◆ **Textauszug**
Der Sprecher des Innenministers Lawrenz wich aus: „Dazu muss man sagen, dass die Ermittlungsbehörden gerade ihrer Arbeit nachgehen, dass die Situationen noch nicht vollends aufgeklärt worden sind und es wahrscheinlich zu früh ist, jetzt über etwaige Tatverdächtige zu spekulieren.“ Eine bemerkenswerte Aussage, wenn man sich ansieht, dass die Demonstranten für jeden offensichtlich palästinensische, tunesische, türkische und algerische Fahnen bei sich hatten.
Seibert antwortete: „Ich glaube, es muss ganz klar sein, dass wir uns dem Antisemitismus als demokratischer Rechtsstaat entgegenstellen, unabhängig davon, ob er aus islamistischen Kreisen, aus rechtsextremistischen Kreisen oder aus linksextremen Kreisen kommt.“
Kein Wort dazu, dass antisemitische Straftaten wie etwa Beleidigungen in Aufschriften von der Polizei, wenn sie nicht aufgeklärt werden können – was sehr oft der Fall ist – automatisch als rechtsextrem eingestuft werden. Kritiker sagen, dies gehe an der Realität vorbei und verzerre die Statistik.

◆ **Aufgabenstellung**
Wie könnte der Text über Antisemitismus bei Demonstrationen weitergehen? Schreiben Sie ihn im Anschluss an seinen letzten Satz fort. Die Einträge stehen für sich und gehören nicht zum Text.

◆ **Gegebene Einträge**

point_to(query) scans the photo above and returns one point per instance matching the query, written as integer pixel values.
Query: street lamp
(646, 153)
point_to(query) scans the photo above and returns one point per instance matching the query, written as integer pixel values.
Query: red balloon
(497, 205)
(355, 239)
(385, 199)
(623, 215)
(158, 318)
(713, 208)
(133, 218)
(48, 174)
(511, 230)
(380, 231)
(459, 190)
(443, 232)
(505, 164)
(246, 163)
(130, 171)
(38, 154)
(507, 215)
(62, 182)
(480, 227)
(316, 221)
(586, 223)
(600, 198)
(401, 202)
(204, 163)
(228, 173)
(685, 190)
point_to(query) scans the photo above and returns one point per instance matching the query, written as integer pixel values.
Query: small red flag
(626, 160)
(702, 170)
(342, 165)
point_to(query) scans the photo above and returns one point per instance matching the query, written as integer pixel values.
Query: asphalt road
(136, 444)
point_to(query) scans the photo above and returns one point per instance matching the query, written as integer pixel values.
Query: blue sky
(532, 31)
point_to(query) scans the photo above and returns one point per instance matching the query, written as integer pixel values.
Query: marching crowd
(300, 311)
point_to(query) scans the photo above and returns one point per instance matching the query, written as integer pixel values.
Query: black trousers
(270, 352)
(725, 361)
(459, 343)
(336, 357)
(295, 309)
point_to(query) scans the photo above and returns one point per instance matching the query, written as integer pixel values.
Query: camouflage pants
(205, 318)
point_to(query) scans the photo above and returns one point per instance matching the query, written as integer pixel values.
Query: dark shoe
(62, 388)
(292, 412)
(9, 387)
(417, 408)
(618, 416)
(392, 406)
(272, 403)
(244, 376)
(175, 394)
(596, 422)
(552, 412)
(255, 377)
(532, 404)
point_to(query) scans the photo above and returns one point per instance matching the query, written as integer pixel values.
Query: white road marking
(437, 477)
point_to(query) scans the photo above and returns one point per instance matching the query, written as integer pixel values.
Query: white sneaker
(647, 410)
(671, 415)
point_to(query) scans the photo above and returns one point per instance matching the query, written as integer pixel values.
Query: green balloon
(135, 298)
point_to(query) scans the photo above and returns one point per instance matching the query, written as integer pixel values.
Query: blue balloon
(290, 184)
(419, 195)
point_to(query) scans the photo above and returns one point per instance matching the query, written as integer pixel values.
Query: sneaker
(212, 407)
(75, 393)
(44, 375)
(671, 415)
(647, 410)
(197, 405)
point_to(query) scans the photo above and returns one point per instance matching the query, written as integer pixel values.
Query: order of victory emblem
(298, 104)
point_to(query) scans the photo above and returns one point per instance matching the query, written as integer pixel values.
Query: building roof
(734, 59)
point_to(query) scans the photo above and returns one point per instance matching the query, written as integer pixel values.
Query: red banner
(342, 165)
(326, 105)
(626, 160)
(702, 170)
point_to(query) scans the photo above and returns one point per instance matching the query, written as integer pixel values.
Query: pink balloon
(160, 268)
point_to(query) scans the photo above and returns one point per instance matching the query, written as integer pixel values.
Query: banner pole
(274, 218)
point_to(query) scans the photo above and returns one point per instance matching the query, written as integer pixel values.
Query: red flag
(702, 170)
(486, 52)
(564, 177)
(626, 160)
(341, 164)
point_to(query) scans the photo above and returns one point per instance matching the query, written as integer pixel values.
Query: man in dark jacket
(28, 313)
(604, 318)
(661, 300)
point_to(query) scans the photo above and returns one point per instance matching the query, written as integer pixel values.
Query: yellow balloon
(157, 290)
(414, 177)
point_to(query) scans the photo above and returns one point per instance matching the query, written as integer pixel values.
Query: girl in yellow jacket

◆ **Musterlösung**
Dass Antisemitismus nach Deutschland auch durch Zuwanderung quasi mit „einwandert“, ist eines der großen Tabuthemen im politmedialen Komplex. Wehe dem, der das Tabu beim Namen nennt. Ihm droht der mediale Scheiterhaufen. Karl Lagerfeld hatte das erlebt. Und auch der junge CDU-Bundestagsabgeordnete Philipp Amthor (CDU). „Antisemitismus, das darf man nicht vergessen, ist vor allem in muslimisch geprägten Kulturkreisen besonders stark vertreten“, sagte er 2020 in einem Interview mit n-tv. Und weiter: „Vor dem Hintergrund der Migration der vergangenen Jahre“ seien „an dieser Stelle natürlich viele Sorgen für die jüdische Bevölkerung da.“ Eine Tatsache, die kaum jemand bestreiten kann. „Wenn ich mich in meinem jüdischen Bekanntenkreis umhöre, dann sagen alle das Gleiche: Gewalt gegen Juden geht ausschließlich von Muslimen aus“, sagte etwa der Historiker Michael Wolffsohn vor knapp zwei Jahren der Neuen Zürcher Zeitung.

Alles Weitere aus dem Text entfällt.